## WHAT YOU WILL DO
Below are some records; output exactly the lines from the line with "For the cere" to the line with "For the perched", both ends kept, and nothing more.

## SOURCE MATERIAL

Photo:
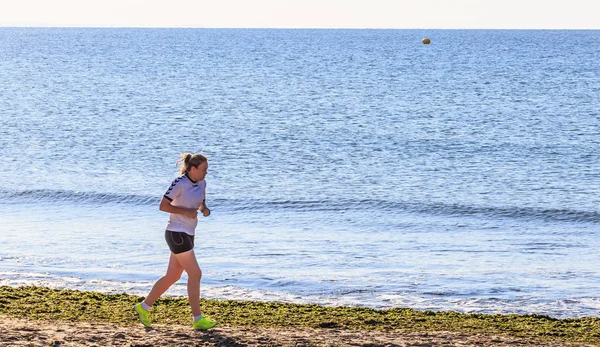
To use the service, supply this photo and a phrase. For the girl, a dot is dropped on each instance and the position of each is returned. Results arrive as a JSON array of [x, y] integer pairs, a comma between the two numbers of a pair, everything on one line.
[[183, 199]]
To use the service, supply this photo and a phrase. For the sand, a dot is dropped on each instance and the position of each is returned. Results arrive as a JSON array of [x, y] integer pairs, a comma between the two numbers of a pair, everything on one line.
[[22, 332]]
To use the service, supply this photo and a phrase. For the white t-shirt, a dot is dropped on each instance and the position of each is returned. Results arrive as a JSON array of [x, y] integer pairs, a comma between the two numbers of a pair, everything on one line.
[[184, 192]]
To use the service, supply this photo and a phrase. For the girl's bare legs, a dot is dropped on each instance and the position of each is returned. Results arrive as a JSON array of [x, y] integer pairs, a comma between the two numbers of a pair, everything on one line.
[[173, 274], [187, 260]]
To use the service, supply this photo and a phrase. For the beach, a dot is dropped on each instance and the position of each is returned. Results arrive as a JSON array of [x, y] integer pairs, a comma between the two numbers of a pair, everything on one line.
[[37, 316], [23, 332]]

==

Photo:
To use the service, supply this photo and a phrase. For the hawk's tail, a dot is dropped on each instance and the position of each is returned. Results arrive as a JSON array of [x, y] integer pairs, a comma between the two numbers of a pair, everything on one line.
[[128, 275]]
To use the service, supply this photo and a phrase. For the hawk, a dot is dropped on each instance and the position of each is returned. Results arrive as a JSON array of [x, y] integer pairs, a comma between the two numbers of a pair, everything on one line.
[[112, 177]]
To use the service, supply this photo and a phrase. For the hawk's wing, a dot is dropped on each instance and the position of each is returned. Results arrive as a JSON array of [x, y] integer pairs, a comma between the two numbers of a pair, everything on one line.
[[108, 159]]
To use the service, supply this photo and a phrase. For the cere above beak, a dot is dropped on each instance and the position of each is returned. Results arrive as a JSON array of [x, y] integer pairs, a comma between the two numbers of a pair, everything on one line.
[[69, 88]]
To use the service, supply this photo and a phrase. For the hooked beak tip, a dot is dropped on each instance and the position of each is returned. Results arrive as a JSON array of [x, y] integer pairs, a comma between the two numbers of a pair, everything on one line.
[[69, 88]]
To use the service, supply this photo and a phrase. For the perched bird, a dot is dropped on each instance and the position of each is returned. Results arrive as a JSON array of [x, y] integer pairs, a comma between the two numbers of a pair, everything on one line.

## RESULT
To use the service, supply this photo and a phrase. For the cere above beak, a dot is dropped on each instance and the position of each is returned. Results arrive as a JSON array of [x, y] integer pairs, a comma between the two numbers of a pair, everything on one line.
[[69, 88]]
To use the service, supply this photo and a phrase. For the hooked beak tip, a dot is dropped on each instance and the position of each is returned. Results arrive as a JSON array of [x, y] integer pairs, a comma between the two numbers of a pair, everything on one line.
[[69, 88]]
To use the service, supply this photo and a phrase. For the perched bird, a dot is dropped on each instance and the position of each is returned. Results arrive as a JSON array of [x, y] integer pairs, a comma between the two numbers of a pair, everything on one line.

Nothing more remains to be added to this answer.